Reproduce exactly the line in which "of the roof" occurs and all the lines after it, ending with the last line.

===

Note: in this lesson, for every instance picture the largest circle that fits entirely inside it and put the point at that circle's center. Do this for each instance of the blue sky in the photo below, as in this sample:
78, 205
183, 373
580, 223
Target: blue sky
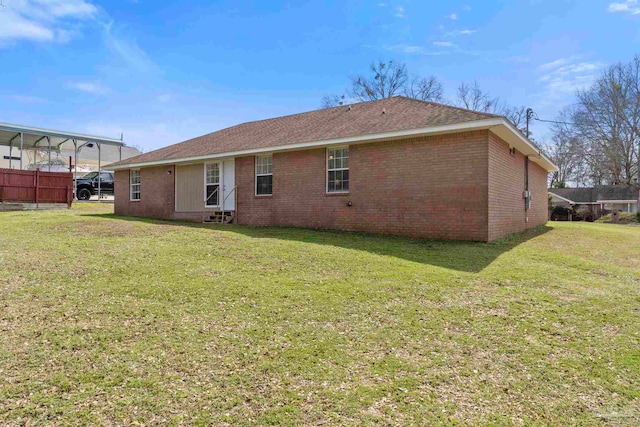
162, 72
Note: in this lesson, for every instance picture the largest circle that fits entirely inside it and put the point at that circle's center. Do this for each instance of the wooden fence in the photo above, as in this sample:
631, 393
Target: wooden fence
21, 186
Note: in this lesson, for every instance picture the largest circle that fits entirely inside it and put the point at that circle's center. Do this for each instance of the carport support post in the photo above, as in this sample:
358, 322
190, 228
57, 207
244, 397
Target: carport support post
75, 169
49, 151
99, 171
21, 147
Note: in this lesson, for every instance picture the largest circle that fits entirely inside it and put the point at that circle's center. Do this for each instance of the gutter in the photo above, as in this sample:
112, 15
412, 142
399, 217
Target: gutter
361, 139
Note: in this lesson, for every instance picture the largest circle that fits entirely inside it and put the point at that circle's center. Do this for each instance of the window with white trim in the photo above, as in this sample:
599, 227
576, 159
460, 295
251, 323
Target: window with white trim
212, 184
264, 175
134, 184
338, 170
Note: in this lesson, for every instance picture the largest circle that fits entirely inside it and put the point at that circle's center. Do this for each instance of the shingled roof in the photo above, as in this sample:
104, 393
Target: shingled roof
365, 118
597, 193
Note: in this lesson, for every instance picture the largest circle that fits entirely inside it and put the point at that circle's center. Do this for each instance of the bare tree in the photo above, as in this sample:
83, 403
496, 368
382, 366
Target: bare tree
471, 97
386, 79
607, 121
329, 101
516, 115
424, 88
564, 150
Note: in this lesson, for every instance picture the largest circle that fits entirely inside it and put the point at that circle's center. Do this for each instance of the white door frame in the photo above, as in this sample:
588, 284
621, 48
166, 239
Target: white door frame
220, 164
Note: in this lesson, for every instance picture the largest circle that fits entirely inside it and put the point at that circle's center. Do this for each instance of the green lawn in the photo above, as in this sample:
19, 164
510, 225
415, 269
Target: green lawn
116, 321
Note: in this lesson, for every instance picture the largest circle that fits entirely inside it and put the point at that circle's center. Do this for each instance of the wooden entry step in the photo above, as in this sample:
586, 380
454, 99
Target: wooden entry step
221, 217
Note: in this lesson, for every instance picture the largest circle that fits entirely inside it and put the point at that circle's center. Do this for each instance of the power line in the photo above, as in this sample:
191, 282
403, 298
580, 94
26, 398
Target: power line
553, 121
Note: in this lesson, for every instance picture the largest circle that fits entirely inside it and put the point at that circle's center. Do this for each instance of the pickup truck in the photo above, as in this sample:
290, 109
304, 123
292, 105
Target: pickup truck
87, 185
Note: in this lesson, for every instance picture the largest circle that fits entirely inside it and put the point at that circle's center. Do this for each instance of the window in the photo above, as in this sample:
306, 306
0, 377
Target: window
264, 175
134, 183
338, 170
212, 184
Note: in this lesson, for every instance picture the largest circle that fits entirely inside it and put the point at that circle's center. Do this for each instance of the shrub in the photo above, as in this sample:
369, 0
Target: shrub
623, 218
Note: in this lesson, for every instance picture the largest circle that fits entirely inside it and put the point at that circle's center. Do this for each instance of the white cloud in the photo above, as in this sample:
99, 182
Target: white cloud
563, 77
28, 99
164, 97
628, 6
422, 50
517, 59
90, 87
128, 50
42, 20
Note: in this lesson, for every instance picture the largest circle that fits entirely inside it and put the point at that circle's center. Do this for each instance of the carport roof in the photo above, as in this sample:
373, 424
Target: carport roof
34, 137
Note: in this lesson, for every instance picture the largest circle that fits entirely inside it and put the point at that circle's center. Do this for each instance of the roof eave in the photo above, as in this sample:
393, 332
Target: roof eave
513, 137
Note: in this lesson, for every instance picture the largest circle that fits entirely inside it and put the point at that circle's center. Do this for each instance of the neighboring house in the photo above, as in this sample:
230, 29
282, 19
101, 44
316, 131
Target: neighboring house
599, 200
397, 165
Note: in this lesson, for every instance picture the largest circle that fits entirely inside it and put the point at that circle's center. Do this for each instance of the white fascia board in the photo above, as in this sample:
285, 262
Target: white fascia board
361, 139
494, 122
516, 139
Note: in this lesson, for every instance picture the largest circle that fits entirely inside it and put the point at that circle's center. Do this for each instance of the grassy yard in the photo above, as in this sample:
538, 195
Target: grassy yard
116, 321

===

## ANSWER
Note: in this lesson, for every instance picture the largest circle that fits entirely inside it and put the point at that circle's center. Do this for each instance of the roof eave in the photo above, as in this sample:
393, 332
Target: roof eave
513, 137
Note: in this lesson, for every instance picture the largest circle that fits entirely inside it and put the point at that circle's center. Do this for each instance of the neighboring house in the photo above, as in this sample:
230, 29
282, 19
101, 44
316, 131
Target: neighboring house
599, 200
397, 165
Note: in this lesson, for every instance picture the largest circle that fits entirely inside it and put the point at that circle's center. Do this for each instance of the white fascia board in the photo above, as in this sample:
285, 262
Target: white fascia board
361, 139
494, 122
516, 139
Note: in this lesson, for every instance picture the largest circle that fits entirely inside it and put the point at that circle's center. Do this for each instance of the grassy yard in the photo above, as in this sample:
538, 195
Target: grassy yard
116, 321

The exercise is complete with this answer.